* **TO DO**: Can you give the lines below, from the line with "Point to the black" up to and including the line with "x=99, y=162", as a JSON list of strings, one string per line and blank lines left out?

BEGIN INFORMATION GIVEN

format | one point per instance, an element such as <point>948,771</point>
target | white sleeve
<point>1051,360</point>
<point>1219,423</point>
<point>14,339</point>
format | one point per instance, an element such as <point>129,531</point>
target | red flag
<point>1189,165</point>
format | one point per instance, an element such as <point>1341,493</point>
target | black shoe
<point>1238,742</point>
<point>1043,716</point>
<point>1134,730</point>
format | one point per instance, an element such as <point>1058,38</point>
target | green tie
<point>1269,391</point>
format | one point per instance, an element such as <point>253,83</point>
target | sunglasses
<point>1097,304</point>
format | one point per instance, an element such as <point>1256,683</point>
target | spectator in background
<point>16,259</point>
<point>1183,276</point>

END INFORMATION GIVEN
BEGIN INFORMATION GIVEN

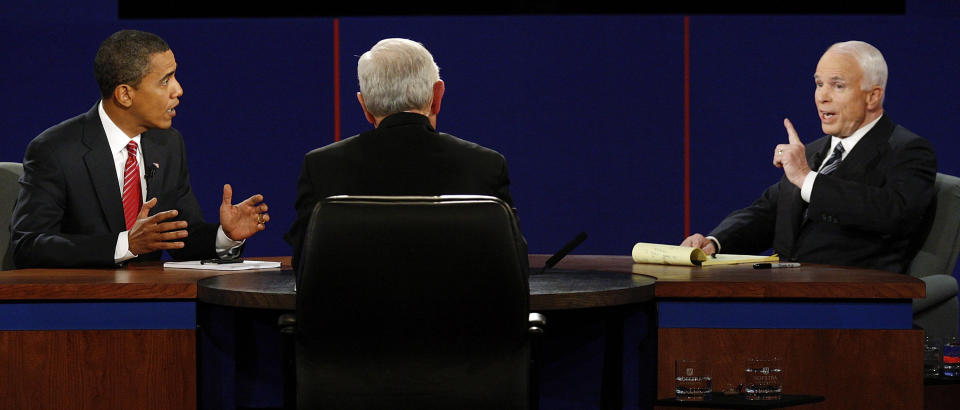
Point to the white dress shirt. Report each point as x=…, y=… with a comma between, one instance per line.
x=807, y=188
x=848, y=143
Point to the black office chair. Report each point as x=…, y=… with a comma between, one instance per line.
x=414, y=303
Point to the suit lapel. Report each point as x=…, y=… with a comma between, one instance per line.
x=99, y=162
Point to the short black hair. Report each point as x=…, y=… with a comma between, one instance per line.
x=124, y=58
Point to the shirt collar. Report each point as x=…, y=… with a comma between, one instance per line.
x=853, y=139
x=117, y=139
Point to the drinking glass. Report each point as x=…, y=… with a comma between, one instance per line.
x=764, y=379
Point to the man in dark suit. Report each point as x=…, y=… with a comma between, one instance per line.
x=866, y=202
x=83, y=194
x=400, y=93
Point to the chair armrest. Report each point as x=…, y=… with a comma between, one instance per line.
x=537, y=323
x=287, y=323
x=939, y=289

END INFORMATION GIVEN
BEGIN INFORMATION GIVEN

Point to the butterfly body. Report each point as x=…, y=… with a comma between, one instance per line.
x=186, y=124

END INFORMATION GIVEN

* **WORKED ANSWER**:
[
  "Point to the black office chair. Report each point as x=…, y=… with a comma between, one instance per line.",
  "x=414, y=303",
  "Point to the suit lapel. Report each point as x=…, y=… with a comma between, one instance per line.",
  "x=99, y=162"
]